● RECORDS SHOWN:

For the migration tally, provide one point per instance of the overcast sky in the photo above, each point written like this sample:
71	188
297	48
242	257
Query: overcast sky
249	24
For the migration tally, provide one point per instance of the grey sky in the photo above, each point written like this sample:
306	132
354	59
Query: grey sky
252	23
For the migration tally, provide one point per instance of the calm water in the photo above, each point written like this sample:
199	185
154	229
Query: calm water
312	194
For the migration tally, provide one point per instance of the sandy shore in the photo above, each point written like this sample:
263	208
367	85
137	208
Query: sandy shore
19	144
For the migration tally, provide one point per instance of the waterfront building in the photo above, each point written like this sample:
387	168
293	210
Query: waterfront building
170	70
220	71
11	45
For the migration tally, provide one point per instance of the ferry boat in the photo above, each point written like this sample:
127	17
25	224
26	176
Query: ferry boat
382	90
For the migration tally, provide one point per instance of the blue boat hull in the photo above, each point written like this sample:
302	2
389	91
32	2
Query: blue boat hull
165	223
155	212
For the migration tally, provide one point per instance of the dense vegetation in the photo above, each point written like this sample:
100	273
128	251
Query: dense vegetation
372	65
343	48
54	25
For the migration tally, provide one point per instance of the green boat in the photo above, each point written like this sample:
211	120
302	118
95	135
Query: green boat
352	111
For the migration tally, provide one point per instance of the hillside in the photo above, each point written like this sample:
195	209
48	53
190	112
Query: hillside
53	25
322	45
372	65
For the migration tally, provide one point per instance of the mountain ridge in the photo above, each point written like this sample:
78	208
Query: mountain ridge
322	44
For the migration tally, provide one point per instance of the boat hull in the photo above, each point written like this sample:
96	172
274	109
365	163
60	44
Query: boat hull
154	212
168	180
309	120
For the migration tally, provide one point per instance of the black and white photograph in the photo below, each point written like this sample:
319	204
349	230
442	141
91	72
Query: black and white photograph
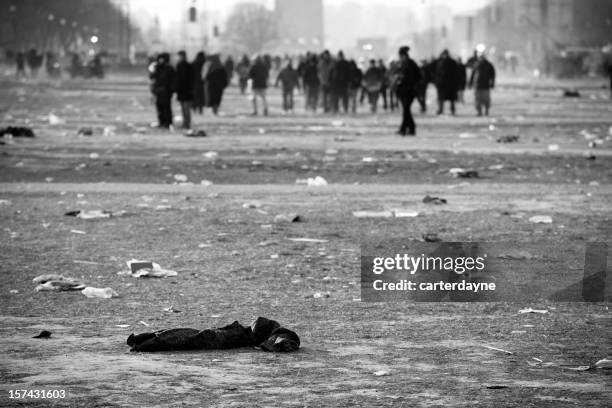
306	203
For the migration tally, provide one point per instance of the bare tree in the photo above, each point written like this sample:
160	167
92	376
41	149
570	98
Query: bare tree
251	26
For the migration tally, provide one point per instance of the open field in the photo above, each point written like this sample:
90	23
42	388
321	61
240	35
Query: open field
236	263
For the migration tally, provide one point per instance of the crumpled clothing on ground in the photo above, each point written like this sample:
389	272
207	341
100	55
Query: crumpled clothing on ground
263	333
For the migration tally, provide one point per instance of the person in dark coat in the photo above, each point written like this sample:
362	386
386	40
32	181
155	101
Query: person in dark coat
482	80
310	80
340	80
162	88
289	80
373	84
242	69
184	87
198	82
215	82
259	74
405	80
446	81
461	80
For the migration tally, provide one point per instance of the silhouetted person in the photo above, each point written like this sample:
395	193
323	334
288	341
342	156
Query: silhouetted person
373	83
259	74
446	81
405	80
162	88
340	80
483	80
215	82
289	80
198	82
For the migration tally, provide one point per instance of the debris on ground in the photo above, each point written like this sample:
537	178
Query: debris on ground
103	293
508	139
288	218
530	310
541	219
17	131
148	269
433	200
45	334
195	133
458	172
431	237
266	334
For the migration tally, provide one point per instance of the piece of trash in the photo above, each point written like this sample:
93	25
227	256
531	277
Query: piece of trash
541	219
195	133
89	215
45	334
147	269
104	293
318	181
463	173
431	237
530	310
313	240
211	155
498	349
508	139
55	120
288	218
434	200
266	334
17	131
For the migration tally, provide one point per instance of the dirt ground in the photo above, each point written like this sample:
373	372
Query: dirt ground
236	263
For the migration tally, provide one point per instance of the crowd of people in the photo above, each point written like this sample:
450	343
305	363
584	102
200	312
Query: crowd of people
330	83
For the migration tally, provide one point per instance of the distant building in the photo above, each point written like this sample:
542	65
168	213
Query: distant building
300	24
536	30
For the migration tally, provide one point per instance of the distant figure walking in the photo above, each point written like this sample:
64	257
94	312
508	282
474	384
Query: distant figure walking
162	88
184	87
483	80
289	80
259	74
405	80
215	82
198	82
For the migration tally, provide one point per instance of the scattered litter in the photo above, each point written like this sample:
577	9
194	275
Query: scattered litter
541	219
463	173
434	200
313	240
196	133
147	269
508	139
266	334
104	293
530	310
498	349
431	237
288	218
17	131
45	334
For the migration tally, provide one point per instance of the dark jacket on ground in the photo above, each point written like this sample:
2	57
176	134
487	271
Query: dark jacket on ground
259	75
446	79
483	76
184	81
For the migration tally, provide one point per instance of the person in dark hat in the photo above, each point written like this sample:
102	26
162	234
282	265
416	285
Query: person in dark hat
404	81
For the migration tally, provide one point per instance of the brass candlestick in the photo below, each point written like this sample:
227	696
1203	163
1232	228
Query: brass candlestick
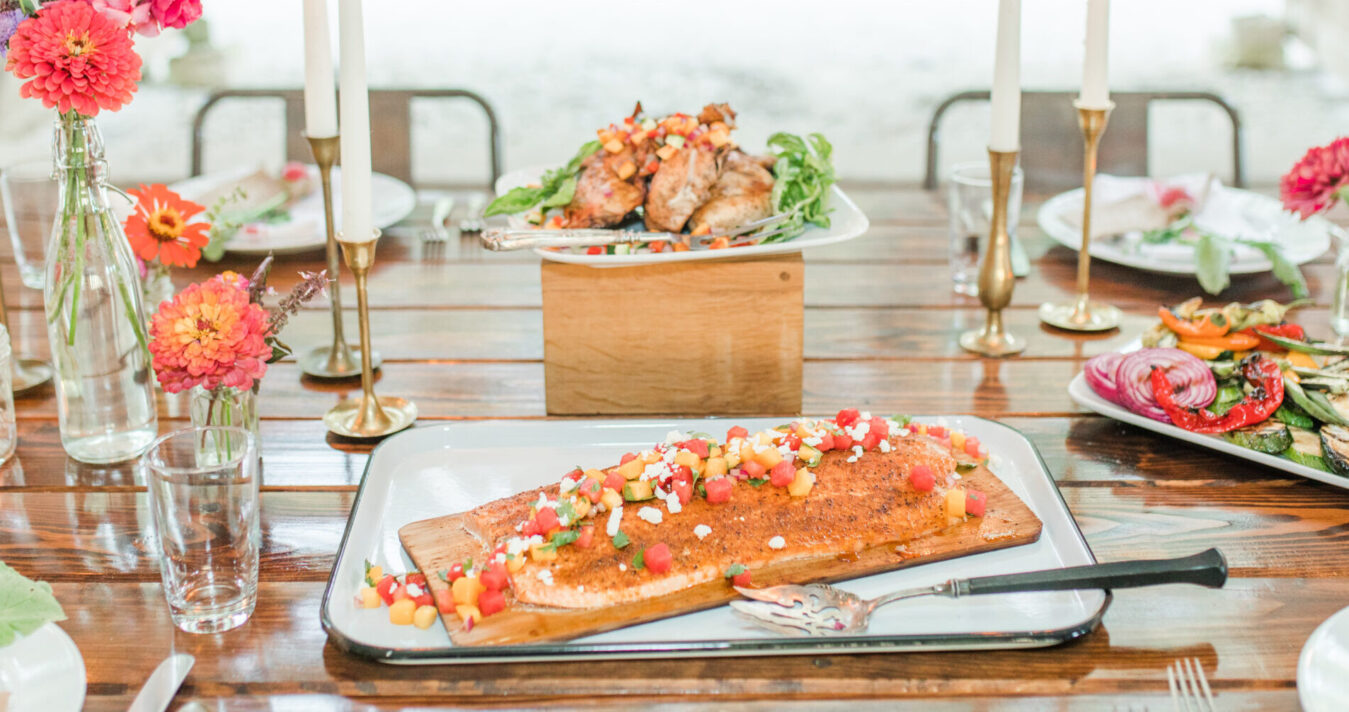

● ASSIGNMENT: Copy out each line of the entries above that holds "below".

● RESULT OF THE TASK:
For the migration tally, provide one point per instance of the black and white photograph in the photo below, each point written like this sample:
For the migration tally, provide one point per instance of the brass candlestick in the photo below, each point written like this sample:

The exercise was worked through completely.